▸ TEXTE FOURNI
====
3. Estimant que la responsabilité du mandataire judiciaire était engagée, la banque a, par un acte du 19 octobre 2016, assigné la Selarl MJ synergie, représentée par M. [J], en paiement de la somme de 117 758,11 euros outre intérêts.
Examen du moyen
Sur le moyen, pris en sa première branche
Enoncé du moyen
4. La banque fait grief à l'arrêt de déclarer irrecevable son action en responsabilité en tant que dirigée contre la société MJ synergie, représentée par M. [J], alors « que le mandataire judiciaire exerçant au sein d'une société exerce les fonctions de mandataire judiciaire au nom de la société et ne peut plus exercer à titre individuel, de sorte qu'en cas de faute commise par le mandataire dans l'exercice de ses fonctions, l'action en responsabilité est recevable contre la société ; qu'en l'espèce, en jugeant au contraire que l'action en responsabilité introduite par la Caisse de Crédit mutuel à raison des fautes commises par M. [J], mandataire associé de la Selarl MJ synergie, ne pouvait être dirigée que contre M. [J] personnellement et non contre la Selarl MJ synergie, la cour d'appel a violé les articles R. 814-83 à R. 814-86 du code de commerce. »
Réponse de la Cour
Recevabilité du moyen
5. La société [J] et associés - mandataires judiciaires et M. [J] contestent la recevabilité du moyen. Ils soutiennent qu'il est nouveau dès lors que la banque ne s'est pas prévalue devant la cour d'appel des dispositions des articles R. 814-83 à R. 814-86 du code de commerce et qu'il n'est pas de pur droit en ce qu'il repose sur le présupposé d'une faute commise par le mandataire dans l'exercice de ses fonctions qui n'a pas été constatée par l'arrêt.
6. Cependant, le moyen, qui soutient la recevabilité de l'action en responsabilité introduite contre la société MJ synergie, à raison de l'allégation d'une faute de M. [J] dans l'exécution de sa mission, ne se réfère à aucun fait qui ne résulterait pas des énonciations de l'arrêt.
====
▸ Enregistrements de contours
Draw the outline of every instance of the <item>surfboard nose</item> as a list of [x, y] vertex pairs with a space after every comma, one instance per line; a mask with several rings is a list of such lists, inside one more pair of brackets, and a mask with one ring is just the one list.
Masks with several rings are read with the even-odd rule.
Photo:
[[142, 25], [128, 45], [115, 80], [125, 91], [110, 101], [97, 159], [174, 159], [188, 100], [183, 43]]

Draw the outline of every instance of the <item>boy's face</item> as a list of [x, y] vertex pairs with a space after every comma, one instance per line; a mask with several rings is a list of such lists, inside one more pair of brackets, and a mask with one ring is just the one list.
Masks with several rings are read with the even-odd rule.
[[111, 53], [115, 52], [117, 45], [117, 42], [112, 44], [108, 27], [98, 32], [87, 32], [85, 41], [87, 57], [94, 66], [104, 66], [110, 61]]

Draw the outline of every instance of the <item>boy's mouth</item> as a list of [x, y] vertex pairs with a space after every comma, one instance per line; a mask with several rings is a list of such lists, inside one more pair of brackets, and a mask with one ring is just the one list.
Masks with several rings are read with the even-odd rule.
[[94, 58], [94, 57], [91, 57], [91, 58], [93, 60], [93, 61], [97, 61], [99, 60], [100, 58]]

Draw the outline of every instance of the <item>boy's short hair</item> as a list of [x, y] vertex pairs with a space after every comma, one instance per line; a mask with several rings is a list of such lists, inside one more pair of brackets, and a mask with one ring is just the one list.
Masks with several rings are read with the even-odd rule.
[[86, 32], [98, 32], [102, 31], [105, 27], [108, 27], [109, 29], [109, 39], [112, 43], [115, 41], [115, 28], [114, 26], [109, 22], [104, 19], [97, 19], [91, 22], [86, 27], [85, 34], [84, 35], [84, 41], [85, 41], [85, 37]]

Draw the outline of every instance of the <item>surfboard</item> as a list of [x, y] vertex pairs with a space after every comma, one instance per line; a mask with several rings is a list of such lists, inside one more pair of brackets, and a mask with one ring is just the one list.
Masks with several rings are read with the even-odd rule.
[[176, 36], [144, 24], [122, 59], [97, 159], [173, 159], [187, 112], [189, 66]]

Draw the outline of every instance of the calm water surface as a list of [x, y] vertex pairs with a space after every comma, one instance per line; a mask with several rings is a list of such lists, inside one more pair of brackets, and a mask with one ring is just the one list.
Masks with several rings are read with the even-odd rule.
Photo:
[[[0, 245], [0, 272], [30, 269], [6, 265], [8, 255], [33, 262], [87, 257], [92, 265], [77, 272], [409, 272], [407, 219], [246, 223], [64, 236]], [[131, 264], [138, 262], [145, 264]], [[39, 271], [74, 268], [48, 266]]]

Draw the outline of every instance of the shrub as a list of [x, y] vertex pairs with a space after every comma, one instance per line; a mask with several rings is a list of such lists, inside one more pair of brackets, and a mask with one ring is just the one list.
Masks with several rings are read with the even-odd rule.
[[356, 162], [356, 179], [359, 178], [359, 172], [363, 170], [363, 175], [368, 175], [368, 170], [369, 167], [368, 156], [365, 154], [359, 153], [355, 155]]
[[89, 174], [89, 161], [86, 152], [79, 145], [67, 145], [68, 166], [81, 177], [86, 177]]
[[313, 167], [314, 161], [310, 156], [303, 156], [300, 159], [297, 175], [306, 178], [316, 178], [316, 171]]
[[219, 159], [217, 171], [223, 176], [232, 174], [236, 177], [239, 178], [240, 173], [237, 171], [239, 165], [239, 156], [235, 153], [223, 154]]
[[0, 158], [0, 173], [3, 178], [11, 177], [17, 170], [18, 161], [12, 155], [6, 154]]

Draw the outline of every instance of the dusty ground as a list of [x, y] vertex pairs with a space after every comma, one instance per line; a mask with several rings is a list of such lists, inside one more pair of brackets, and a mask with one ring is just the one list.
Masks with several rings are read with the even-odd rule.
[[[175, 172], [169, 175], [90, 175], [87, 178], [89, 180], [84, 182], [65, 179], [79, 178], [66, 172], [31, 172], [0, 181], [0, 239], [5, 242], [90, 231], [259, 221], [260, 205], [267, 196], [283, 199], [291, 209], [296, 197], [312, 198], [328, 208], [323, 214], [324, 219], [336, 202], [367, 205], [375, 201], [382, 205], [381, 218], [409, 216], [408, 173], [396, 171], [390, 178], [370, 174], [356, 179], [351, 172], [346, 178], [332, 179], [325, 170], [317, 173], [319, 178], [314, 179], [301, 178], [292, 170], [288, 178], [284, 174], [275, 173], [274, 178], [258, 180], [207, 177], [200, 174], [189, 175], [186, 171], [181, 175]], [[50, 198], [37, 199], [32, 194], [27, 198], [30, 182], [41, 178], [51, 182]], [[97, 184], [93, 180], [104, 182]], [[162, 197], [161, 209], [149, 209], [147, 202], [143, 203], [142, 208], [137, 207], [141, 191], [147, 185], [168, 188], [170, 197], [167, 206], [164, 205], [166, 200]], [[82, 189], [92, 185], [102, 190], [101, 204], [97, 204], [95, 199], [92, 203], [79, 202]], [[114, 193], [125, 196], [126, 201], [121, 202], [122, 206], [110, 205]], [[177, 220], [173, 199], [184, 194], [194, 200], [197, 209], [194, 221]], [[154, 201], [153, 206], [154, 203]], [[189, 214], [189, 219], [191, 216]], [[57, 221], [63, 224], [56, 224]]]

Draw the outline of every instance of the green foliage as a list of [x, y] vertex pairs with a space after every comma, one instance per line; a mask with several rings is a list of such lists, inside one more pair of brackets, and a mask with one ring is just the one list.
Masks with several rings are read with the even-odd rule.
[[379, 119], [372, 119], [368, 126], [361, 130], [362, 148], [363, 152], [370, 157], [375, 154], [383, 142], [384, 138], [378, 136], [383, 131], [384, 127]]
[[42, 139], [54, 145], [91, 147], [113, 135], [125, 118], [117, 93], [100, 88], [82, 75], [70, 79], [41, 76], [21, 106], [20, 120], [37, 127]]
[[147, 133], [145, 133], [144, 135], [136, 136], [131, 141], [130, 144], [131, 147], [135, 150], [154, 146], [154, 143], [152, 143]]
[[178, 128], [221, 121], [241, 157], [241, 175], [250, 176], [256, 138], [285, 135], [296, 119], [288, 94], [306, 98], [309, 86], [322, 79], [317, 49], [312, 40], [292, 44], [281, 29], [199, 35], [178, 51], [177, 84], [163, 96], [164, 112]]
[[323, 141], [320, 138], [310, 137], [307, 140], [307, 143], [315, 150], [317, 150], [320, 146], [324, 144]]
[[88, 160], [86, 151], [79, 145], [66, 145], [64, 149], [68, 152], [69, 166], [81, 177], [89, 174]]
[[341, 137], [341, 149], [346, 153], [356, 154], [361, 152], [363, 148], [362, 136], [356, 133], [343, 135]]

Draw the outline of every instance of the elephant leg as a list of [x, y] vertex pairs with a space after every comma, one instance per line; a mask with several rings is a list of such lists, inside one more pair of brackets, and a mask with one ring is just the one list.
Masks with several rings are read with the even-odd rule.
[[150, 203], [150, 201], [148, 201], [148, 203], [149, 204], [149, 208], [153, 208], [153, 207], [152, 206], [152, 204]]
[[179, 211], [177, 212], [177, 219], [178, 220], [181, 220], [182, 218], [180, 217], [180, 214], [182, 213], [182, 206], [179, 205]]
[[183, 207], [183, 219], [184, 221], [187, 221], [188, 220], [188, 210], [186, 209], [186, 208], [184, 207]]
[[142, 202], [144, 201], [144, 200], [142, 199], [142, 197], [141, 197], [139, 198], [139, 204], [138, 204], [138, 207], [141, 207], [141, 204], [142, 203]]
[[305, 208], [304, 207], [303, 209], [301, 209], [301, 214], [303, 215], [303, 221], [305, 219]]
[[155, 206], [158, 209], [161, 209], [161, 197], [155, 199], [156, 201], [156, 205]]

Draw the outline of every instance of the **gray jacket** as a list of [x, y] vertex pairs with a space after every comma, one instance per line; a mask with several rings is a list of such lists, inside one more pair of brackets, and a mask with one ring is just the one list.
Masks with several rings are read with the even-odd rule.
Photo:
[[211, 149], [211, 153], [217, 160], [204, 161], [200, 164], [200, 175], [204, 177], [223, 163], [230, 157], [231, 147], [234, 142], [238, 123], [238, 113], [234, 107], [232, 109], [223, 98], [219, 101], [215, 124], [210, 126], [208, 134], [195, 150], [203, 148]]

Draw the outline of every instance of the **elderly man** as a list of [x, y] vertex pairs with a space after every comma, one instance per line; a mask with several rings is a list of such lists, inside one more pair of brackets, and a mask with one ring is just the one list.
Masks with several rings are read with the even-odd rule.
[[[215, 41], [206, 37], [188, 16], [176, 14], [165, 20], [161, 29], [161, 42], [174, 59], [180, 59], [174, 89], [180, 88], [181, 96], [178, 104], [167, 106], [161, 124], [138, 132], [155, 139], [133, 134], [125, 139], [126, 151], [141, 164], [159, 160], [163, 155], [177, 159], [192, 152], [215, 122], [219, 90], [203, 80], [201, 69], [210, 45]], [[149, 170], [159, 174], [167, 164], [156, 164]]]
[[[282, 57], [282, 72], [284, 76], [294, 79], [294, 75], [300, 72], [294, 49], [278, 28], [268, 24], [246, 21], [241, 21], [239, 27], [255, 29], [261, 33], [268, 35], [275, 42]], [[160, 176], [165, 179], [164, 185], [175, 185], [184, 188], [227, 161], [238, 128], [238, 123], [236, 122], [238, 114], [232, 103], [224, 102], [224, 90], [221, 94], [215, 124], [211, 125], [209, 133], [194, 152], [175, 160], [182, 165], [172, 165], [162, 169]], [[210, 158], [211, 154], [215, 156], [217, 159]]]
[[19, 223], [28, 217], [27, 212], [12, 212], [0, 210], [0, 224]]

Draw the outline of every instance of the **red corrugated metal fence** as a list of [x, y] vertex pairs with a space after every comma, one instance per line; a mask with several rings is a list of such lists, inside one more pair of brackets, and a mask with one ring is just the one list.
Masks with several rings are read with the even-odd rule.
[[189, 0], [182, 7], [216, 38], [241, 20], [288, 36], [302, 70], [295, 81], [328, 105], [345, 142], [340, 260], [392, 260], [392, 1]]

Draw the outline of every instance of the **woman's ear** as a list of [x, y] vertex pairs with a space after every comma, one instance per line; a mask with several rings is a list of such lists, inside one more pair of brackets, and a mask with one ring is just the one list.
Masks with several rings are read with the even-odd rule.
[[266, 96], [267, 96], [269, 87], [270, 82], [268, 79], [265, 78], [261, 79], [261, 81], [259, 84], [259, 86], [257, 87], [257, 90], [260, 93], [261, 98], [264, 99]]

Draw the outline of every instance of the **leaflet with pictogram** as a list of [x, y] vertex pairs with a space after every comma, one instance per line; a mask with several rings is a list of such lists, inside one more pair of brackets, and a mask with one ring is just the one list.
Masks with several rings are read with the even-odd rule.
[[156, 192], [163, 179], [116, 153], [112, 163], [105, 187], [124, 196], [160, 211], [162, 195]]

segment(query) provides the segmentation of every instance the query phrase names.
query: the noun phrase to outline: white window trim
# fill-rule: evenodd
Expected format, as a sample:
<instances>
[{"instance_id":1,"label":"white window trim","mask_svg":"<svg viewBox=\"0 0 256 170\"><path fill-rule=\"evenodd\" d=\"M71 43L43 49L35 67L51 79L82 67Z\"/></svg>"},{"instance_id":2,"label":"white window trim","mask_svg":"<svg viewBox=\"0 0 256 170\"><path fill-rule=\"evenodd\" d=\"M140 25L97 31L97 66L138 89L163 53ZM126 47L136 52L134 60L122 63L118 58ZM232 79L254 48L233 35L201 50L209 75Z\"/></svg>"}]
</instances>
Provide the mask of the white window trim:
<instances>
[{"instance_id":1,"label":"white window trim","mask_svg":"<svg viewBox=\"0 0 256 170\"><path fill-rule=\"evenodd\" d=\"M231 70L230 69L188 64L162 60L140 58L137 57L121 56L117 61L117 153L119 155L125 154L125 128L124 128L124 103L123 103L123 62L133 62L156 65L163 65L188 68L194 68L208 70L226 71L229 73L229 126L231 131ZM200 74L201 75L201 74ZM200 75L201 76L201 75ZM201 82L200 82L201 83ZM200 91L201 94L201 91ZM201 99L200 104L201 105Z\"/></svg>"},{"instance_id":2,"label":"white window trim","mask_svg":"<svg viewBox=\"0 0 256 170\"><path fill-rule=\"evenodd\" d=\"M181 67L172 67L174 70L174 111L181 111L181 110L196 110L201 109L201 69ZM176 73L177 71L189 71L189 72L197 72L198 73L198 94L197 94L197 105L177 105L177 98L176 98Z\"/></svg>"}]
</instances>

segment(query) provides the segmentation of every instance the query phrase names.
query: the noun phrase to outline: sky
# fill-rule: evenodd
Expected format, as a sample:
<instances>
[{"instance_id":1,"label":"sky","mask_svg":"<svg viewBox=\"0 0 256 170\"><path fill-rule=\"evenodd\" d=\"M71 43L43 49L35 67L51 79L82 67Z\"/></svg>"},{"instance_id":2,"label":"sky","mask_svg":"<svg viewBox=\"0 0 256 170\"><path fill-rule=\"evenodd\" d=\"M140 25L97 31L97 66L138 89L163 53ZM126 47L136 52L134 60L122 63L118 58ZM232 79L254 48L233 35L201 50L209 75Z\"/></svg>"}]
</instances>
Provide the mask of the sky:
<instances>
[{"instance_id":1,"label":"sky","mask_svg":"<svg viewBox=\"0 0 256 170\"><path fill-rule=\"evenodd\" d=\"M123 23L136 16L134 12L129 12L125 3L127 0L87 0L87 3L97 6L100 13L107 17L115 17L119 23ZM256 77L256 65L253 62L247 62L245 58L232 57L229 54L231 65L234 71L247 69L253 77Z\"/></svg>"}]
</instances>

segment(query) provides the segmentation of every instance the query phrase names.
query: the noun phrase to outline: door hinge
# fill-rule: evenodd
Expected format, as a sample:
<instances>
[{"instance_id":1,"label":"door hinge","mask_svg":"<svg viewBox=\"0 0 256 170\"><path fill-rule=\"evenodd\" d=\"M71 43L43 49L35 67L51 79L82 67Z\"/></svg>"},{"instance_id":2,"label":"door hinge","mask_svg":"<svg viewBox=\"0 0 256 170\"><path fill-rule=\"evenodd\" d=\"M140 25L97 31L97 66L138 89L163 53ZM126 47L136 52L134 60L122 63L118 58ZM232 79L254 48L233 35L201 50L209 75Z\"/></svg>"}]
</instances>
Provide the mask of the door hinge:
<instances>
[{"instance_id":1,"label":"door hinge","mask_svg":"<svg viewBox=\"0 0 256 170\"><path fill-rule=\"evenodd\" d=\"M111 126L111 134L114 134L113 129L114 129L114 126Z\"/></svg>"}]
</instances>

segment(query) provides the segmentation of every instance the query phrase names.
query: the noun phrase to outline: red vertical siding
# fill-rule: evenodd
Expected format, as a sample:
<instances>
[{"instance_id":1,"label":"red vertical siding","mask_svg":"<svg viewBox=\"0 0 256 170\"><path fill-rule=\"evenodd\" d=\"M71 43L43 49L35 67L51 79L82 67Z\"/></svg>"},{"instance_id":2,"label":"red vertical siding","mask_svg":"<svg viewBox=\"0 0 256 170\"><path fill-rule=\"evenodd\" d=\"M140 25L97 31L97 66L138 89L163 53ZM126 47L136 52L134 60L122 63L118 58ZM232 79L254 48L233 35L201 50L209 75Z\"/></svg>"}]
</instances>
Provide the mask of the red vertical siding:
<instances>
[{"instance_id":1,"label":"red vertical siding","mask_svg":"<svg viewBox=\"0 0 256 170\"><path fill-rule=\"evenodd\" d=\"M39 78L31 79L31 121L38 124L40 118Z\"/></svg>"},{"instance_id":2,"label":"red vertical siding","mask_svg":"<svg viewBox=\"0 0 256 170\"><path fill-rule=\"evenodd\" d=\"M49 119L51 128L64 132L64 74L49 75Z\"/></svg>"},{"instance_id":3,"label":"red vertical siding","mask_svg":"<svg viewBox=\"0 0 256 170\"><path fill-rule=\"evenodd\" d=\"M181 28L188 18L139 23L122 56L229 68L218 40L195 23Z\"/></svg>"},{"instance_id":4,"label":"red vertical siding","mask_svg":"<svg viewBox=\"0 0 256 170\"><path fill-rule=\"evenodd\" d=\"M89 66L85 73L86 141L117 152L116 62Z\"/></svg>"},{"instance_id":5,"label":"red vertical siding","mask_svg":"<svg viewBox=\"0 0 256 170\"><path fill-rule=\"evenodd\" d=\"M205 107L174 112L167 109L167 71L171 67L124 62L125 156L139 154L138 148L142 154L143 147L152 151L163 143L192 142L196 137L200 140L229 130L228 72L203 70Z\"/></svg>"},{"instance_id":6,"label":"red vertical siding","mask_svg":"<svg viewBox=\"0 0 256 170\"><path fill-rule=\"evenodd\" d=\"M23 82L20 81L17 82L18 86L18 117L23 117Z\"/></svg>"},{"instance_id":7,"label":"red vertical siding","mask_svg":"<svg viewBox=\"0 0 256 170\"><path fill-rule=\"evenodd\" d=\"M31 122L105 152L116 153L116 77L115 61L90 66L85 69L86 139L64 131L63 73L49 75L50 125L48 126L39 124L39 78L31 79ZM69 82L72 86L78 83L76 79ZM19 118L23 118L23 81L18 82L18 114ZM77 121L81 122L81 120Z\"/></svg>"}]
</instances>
====
▸ TÂCHES À RÉALISER
1. Répondez à ces questions à partir du texte fourni :
(a) Quelle somme la banque réclame-t-elle par son acte du 19 octobre 2016 ?
(b) Quels articles du code de commerce la cour d'appel aurait-elle violés selon le moyen ?
(c) Qui conteste la recevabilité du moyen ?
2. Recopiez mot pour mot les lignes des enregistrements, en partant de celle qui contient « Draw the outline of every instance of the elephant » et en allant jusqu'à celle qui contient « 150], [203, 148]] », toutes deux incluses.

▸ RÉPONSES AUX TÂCHES
1.
(a) 117 758,11 euros outre intérêts.
(b) Les articles R. 814-83 à R. 814-86.
(c) La société [J] et associés - mandataires judiciaires et M. [J].

2.
Draw the outline of every instance of the elephant leg as a list of [x, y] vertex pairs with a space after every comma, one instance per line; a mask with several rings is a list of such lists, inside one more pair of brackets, and a mask with one ring is just the one list.
Masks with several rings are read with the even-odd rule.
[[150, 203], [150, 201], [148, 201], [148, 203], [149, 204], [149, 208], [153, 208], [153, 207], [152, 206], [152, 204]]
[[179, 211], [177, 212], [177, 219], [178, 220], [181, 220], [182, 218], [180, 217], [180, 214], [182, 213], [182, 206], [179, 205]]
[[183, 207], [183, 219], [184, 221], [187, 221], [188, 220], [188, 210], [186, 209], [186, 208], [184, 207]]
[[142, 202], [144, 201], [144, 200], [142, 199], [142, 197], [141, 197], [139, 198], [139, 204], [138, 204], [138, 207], [141, 207], [141, 204], [142, 203]]
[[305, 208], [304, 207], [303, 209], [301, 209], [301, 214], [303, 215], [303, 221], [305, 219]]
[[155, 206], [158, 209], [161, 209], [161, 197], [155, 199], [156, 201], [156, 205]]

Draw the outline of every instance of the **gray jacket** as a list of [x, y] vertex pairs with a space after every comma, one instance per line; a mask with several rings is a list of such lists, inside one more pair of brackets, and a mask with one ring is just the one list.
Masks with several rings are read with the even-odd rule.
Photo:
[[211, 149], [211, 153], [217, 160], [204, 161], [200, 164], [200, 175], [204, 177], [223, 163], [230, 157], [231, 147], [234, 142], [238, 123], [238, 113], [234, 107], [232, 109], [223, 98], [219, 101], [215, 124], [210, 126], [208, 134], [195, 150], [203, 148]]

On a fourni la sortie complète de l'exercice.